--- Exercise instructions ---
Set out exactly every line of the entries below, starting at the line that holds "# mark a point on each instance of the black" and stopping after the line that holds "# mark a point on each instance of the truck".
━━ Data for this task ━━
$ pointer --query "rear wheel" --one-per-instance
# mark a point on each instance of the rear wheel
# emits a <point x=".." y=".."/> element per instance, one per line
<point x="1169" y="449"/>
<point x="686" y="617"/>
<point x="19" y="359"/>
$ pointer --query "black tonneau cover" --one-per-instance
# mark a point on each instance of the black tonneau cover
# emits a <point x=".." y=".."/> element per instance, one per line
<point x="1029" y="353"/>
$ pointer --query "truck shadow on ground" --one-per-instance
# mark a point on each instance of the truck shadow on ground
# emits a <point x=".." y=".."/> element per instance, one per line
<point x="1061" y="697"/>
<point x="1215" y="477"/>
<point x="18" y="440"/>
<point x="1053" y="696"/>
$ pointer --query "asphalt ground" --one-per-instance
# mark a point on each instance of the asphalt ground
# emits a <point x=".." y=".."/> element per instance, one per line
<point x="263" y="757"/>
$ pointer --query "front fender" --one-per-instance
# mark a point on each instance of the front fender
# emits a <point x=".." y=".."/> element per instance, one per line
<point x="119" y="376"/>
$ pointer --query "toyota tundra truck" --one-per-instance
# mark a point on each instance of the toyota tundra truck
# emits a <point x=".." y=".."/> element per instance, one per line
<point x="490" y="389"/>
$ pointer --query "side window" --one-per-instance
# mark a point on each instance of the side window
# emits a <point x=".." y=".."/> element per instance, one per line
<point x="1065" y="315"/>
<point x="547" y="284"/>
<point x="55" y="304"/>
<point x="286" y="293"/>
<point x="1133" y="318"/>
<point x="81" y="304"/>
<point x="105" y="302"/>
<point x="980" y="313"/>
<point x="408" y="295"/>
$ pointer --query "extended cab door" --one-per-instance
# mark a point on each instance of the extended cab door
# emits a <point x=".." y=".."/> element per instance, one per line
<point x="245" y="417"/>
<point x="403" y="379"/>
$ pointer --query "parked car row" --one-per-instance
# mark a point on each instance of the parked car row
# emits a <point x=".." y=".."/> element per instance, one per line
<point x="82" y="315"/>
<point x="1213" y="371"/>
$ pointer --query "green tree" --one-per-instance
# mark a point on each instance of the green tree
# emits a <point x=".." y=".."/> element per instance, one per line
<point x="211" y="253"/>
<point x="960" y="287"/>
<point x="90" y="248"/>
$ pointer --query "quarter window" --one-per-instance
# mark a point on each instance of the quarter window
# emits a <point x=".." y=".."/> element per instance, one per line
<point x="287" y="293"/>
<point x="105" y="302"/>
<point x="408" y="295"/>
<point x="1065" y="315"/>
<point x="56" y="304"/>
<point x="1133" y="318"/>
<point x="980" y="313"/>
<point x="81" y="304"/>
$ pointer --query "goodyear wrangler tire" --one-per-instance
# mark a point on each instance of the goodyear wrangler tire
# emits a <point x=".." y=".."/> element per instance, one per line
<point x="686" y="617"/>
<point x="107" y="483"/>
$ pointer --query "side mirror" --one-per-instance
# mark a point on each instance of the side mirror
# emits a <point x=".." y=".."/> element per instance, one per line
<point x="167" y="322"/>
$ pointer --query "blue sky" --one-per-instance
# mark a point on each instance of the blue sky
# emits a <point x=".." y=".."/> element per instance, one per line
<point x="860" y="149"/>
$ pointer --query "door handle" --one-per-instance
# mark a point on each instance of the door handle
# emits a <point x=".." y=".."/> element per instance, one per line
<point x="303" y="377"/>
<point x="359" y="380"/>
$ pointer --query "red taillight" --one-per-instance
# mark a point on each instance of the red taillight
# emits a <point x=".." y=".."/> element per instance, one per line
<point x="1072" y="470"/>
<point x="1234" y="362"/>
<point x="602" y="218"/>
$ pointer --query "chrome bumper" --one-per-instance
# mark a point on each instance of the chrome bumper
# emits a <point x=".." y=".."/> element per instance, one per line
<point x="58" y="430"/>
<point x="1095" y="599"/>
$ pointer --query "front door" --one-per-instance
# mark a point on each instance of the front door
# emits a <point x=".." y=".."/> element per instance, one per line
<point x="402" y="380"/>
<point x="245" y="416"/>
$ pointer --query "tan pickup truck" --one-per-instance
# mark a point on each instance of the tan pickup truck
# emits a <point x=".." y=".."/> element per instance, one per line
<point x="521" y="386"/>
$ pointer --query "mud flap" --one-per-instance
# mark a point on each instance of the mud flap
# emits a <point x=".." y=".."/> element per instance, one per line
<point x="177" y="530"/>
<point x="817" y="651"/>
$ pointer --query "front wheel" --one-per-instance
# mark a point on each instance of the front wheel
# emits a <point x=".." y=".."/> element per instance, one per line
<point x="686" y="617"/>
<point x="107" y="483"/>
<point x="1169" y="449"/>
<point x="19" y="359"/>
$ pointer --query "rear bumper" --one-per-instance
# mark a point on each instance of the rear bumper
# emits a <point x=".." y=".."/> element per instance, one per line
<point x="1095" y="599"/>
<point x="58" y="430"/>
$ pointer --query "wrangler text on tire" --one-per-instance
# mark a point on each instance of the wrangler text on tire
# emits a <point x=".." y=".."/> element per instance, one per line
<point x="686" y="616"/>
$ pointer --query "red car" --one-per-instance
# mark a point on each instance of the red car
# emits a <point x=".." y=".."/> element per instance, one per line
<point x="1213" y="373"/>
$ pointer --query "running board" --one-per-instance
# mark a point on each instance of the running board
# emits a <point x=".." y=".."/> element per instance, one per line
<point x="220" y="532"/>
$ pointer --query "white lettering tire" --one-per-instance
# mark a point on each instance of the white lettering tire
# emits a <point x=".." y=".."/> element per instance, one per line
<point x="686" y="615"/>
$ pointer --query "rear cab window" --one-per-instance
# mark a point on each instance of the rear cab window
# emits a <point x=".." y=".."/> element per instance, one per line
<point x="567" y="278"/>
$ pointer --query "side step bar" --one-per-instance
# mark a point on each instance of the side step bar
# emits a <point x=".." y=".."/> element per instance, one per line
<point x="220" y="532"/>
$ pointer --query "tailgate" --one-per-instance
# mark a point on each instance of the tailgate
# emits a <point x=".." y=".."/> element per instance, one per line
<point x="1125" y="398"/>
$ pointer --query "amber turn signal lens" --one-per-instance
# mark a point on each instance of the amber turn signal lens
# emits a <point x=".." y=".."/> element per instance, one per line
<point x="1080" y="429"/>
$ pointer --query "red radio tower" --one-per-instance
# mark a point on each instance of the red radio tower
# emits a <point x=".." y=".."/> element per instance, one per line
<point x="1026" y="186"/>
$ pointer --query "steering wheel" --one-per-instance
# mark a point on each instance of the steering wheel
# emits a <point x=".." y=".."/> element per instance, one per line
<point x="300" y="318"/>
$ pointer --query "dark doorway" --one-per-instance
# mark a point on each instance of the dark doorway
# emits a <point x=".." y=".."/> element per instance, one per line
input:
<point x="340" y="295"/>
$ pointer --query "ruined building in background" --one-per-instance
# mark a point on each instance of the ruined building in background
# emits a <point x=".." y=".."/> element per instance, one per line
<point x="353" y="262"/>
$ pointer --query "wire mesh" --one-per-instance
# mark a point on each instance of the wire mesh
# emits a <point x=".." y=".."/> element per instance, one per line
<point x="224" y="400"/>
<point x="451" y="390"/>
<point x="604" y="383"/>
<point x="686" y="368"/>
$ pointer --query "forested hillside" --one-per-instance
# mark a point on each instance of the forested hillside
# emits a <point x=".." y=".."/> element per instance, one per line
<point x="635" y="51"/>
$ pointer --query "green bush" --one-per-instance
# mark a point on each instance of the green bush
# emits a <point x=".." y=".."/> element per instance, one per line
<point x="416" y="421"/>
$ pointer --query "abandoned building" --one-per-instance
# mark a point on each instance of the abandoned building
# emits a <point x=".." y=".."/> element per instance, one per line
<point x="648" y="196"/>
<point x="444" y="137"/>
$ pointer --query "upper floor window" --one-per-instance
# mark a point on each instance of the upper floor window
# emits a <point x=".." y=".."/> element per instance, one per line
━━━
--- Reply ---
# mark a point on each instance of the black tonneau cover
# emits a <point x=".." y=".."/> element per instance, one per line
<point x="1029" y="353"/>
$ pointer --query "truck shadow on ground" --one-per-instance
# mark a point on each instance of the truck shadow on ground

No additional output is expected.